Lines that point to named objects:
_ _ _ _ _
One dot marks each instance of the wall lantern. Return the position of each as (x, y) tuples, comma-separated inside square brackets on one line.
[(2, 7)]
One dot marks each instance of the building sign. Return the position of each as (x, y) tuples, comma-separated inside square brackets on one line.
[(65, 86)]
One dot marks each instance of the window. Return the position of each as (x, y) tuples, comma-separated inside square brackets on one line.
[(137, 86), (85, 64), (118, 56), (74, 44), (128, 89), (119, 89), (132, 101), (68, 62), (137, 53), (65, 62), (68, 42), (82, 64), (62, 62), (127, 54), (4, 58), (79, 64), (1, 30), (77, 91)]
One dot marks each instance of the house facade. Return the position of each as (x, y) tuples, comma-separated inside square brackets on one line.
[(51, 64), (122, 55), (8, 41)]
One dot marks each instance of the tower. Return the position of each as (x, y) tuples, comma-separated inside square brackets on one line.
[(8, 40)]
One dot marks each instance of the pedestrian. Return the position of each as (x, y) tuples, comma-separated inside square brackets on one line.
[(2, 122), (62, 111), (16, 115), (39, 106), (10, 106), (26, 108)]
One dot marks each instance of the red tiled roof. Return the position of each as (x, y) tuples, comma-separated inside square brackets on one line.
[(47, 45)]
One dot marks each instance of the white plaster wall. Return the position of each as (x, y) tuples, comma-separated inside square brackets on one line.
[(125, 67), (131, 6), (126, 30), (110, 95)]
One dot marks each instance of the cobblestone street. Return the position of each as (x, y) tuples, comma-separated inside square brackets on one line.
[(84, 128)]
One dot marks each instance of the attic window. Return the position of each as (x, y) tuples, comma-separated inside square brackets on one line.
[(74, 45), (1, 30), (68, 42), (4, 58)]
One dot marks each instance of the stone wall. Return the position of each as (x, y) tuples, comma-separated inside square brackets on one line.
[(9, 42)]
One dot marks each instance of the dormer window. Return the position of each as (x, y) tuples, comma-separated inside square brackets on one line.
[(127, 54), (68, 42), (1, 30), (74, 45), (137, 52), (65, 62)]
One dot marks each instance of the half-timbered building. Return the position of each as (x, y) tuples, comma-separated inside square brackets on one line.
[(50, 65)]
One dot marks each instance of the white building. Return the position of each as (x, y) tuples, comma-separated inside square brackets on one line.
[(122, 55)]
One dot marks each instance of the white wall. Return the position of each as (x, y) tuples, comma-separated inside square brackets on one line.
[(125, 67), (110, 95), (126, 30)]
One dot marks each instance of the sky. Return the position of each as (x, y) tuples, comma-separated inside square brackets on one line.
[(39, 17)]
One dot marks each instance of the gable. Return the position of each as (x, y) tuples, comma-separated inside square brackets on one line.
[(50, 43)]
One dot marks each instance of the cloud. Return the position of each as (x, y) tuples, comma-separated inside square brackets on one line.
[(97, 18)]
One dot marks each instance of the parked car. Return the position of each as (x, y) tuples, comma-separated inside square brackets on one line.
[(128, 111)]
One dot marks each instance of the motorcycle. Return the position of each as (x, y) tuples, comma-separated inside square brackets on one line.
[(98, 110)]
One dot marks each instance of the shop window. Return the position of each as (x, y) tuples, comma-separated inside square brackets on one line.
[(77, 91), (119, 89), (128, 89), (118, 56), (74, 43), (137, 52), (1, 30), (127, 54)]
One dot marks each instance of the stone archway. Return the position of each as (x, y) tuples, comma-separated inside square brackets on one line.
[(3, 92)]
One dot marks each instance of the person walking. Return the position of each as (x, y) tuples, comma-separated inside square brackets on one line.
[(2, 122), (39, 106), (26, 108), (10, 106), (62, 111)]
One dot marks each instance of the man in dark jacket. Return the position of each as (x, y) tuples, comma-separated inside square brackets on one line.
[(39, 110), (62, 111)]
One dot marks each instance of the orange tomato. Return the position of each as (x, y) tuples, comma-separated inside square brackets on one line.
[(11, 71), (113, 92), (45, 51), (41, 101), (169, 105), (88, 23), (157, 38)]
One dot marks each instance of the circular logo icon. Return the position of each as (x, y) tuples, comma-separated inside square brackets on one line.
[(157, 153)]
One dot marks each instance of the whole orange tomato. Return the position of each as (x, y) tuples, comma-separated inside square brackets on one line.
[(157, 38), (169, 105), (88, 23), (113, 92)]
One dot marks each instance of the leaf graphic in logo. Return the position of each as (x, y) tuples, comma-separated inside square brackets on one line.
_ _ _ _ _
> Task: Swap every "comma-separated" in all of the lines above for "space-separated" and repeat the lines with nothing else changed.

> Full output:
One dot marks each instance of the wall lantern. Return the position of each as (x, y) tuples, space-separated inside square brackets on one line.
[(2, 7)]
One dot marks each instance of the building sign. Return the position of each as (x, y) tuples, space-separated inside square brackets on one line.
[(65, 86)]
One dot marks each instance of the window. Return the position of each as (x, y) tuples, space-separated inside square brackets on one line.
[(137, 86), (85, 64), (118, 56), (74, 44), (128, 89), (119, 89), (132, 101), (68, 62), (137, 53), (65, 62), (68, 42), (82, 64), (62, 62), (127, 54), (4, 58), (79, 64), (1, 30), (77, 91)]
One dot marks each instance of the house facade. Return the position of each as (x, y) tuples, space-separated inside square brackets on one line.
[(51, 64), (122, 55), (8, 41)]
One dot marks each instance of the tower. Return the position of each as (x, y) tuples, space-separated inside square brackets on one line.
[(8, 40)]
One dot marks each instance of the pedestrian. Return the position of each as (x, y) tuples, space-separated inside square brackets on one line.
[(2, 122), (62, 111), (16, 115), (39, 106), (10, 106), (26, 108)]
One dot marks each instance of the red tiled roof. Return the position of each as (x, y) tuples, space-separated inside square brackets on one line.
[(47, 45)]
One dot marks each instance of the white plaster wall. Return the position of each as (x, y) tuples, space-separated inside square brackets on one line.
[(125, 67), (131, 6), (126, 30), (110, 95)]
One dot marks each instance of the cobblestone street. Return the position of each as (x, y) tuples, space-separated inside square brackets on one line.
[(84, 128)]
One dot marks each instance of the attic window. Return the position of each as (x, y) tuples, space-separated inside square brackets on one line.
[(74, 45), (1, 30), (68, 42), (4, 58)]
One dot marks each instance of the stone wall. Return the position of each as (x, y) tuples, space-separated inside square brackets on one line.
[(9, 42)]
One dot marks each instance of the dormer window. Return the position of each as (x, y) tuples, space-separated inside square brackets on one line.
[(127, 54), (68, 42), (1, 30), (74, 45), (137, 52), (65, 62)]
One dot marks each instance of the half-timbered building. Return the position of each as (x, y) tuples, space-separated inside square brackets on one line.
[(50, 65)]
One dot marks each instance of the white building. Return the position of each as (x, y) tuples, space-separated inside square brackets on one line.
[(122, 55)]
One dot marks each instance of the white wall. Return the position of each as (x, y) tuples, space-separated inside square brackets on one line.
[(125, 67), (110, 95), (126, 30)]
One dot marks each instance of the sky. Return the position of each as (x, y) tuples, space-separated inside square brackets on one line.
[(39, 17)]
One dot marks each instance of the gable. Return the position of each as (x, y) tuples, space-separated inside square brackets on one line.
[(50, 43)]
One dot marks each instance of the cloud. Return the position of each as (x, y) tuples, space-separated inside square brackets on one line.
[(97, 18)]
One dot marks each instance of the parked car. Return the position of each as (x, y) tuples, space-separated inside square brackets on one line.
[(128, 111)]
One dot marks each instance of the motorcycle. Return the position of each as (x, y) tuples, space-separated inside square brackets on one line.
[(98, 110)]
One dot marks each instance of the shop window. Return the position of each as (x, y) tuples, space-separated inside square brackets on one line.
[(77, 91), (119, 89), (128, 89), (118, 56), (74, 43), (137, 52), (1, 30), (127, 54)]
One dot marks each instance of the stone archway. Return the position of each as (x, y) tuples, space-separated inside square brackets on one line.
[(3, 92)]
One dot marks each instance of the person walking. Return the position of each as (x, y) tuples, space-separated inside square brackets on one line.
[(2, 122), (39, 106), (26, 108), (10, 106), (62, 111)]
One dot marks each instance of the man in dark jacket. Return the position of each as (x, y) tuples, space-separated inside square brackets on one line.
[(39, 110), (62, 111)]
One dot marks each instance of the orange tomato. Return the position of each as (x, y) tuples, space-separated inside square brackets on one line.
[(11, 71), (113, 92), (45, 51), (41, 101), (169, 105), (88, 23), (157, 38)]
One dot marks each instance of the circular logo icon. Return the position of each as (x, y) tuples, space-separated inside square brackets on one line.
[(157, 153)]
One dot marks each instance of the whole orange tomato. Return the position of each as (x, y) tuples, space-separated inside square brackets on one line.
[(157, 38), (169, 105), (88, 23), (113, 92)]
One dot marks each instance of the leaf graphic in logo. Return the position of each as (x, y) tuples, space-separated inside square brackets on one line.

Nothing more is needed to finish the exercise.